* [To do]:
Proceed with the forum thread about coding with AI agents, writing what follows its last comment.

* [Document segment]:
>>>>

(no title)
josu | 1 month ago
I don't think you've seen the full potential. I'm currently #1 on 5 different very complex computer engineering problems, and I can't even write a "hello world" in rust or cpp. You no longer need to know how to write code, you just need to understand the task at a high level and nudge the agents in the right direction. The game has changed.
- https://highload.fun/tasks/3/leaderboard
- https://highload.fun/tasks/12/leaderboard
- https://highload.fun/tasks/15/leaderboard
johndough|1 month ago
josu|1 month ago
But I don't want to spoil the fun. The agents are really good at searching the web now, so posting the tricks here is basically breaking the challenge.
For example, chatGPT was able to find Matt's blog post regarding Task 1, and that's what gave me the largest jump: https://blog.mattstuchlik.com/2024/07/12/summing-integers-fa...
Interestingly, it seems that Matt's post is not on the training data of any of the major LLMs.
zarzavat|1 month ago
Yes, LLMs are very good at writing code, they are so good at writing code that they often generate reams of unmaintainable spaghetti.

<<<<

Saved data entries
>>>>

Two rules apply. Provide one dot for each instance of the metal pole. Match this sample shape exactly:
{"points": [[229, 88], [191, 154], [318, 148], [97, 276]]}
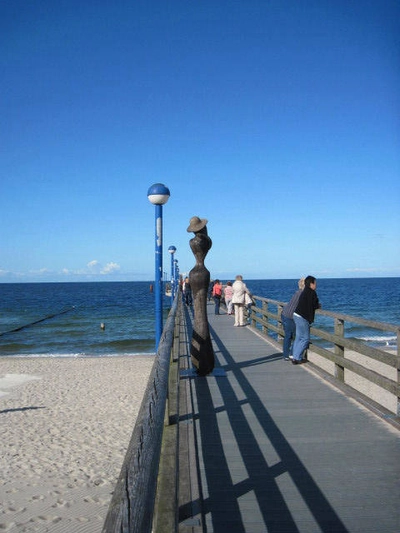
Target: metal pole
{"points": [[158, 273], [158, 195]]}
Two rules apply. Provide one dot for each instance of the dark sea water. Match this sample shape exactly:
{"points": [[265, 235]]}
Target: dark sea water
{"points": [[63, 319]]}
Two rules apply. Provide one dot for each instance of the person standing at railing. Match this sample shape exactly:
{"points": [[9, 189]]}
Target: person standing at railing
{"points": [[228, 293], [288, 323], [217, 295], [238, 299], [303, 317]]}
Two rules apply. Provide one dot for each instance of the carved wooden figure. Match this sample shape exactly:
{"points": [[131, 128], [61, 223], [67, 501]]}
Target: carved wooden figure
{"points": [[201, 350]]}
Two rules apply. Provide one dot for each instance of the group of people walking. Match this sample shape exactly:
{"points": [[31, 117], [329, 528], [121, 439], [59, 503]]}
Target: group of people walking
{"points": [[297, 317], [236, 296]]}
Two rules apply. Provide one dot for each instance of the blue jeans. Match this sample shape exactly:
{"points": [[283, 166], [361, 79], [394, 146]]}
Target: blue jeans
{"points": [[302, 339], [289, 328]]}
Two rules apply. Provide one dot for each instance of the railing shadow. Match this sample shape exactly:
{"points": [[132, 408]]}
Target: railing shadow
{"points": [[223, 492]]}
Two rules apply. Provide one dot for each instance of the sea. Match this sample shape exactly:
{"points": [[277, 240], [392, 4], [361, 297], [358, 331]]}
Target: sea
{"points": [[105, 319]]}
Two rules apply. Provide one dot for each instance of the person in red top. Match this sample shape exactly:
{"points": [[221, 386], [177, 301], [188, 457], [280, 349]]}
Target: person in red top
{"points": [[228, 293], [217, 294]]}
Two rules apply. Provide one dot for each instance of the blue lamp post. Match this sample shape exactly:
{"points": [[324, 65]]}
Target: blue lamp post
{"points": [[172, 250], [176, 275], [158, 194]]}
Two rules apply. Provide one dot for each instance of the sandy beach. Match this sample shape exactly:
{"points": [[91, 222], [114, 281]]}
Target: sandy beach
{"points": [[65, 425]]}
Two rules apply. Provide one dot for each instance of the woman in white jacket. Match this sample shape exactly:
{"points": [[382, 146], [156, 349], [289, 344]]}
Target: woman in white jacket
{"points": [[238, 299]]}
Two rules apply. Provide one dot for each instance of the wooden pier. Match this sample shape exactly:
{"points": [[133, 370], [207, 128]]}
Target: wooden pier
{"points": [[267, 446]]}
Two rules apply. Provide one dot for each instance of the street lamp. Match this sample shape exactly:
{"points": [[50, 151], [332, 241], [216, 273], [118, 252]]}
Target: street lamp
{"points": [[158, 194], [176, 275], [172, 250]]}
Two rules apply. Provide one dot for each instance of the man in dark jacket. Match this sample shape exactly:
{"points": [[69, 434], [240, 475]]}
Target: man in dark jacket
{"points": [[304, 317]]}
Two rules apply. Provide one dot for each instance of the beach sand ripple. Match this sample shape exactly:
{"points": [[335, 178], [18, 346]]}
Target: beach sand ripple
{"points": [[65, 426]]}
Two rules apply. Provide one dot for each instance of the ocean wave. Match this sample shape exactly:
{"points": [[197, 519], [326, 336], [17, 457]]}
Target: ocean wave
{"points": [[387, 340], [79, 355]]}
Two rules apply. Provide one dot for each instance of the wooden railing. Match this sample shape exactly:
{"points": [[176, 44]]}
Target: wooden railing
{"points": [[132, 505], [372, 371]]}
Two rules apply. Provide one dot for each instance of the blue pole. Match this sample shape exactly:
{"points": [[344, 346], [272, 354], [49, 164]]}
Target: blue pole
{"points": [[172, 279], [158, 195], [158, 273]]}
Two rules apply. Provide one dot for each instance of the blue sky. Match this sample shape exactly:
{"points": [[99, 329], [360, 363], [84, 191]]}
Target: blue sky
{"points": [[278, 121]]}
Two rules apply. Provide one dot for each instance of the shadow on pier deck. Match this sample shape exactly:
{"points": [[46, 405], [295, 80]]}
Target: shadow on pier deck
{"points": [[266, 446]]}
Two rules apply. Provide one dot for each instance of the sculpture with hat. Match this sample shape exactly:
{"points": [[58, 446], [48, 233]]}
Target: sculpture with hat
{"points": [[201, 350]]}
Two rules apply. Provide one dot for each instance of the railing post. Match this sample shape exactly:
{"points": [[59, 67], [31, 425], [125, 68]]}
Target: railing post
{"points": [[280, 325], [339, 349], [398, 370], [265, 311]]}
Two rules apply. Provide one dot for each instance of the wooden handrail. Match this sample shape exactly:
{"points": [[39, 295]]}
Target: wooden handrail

<<<<

* [The answer]:
When you submit to an informatics contest you don't have paying customers who depend on your code working every day. You can just throw away yesterday's code and start afresh.
Claude is very useful but it's not yet anywhere near as good as a human software developer. Like an excitable puppy it needs to be kept on a short leash.
josu|1 month ago
I used highload as an example because it seems like an objective rebuttal to the claim that "but it can't tackle those complex problems by itself."
And regarding this:
"Claude is very useful but it's not yet anywhere near as good as a human software developer. Like an excitable puppy it needs to be kept on a short leash"
Again, a combination of LLM/agents with some guidance (from someone with no prior experience in this type of high performing architecture) was able to beat all human software developers that have taken these challenges.
VMG|1 month ago
The skill of "a human software developer" is in fact a very wide distribution, and your statement is true for a ever shrinking tail end of that
FeepingCreature|1 month ago
The ultimate test of all software is "run it and see if it's useful for you." You do not need to be a programmer at all to be qualified to test this.
throw1235435|1 month ago
I'm not sure what this means for the future of SWE's though yet. I don't see higher levels of staff in big large businesses bothering to do this, and at some scale I don't see founders still wanting to manage all of these agents, and processes (got better things to do at higher levels). But I do see the barrier of learning to code gone; meaning it probably becomes just like any other job.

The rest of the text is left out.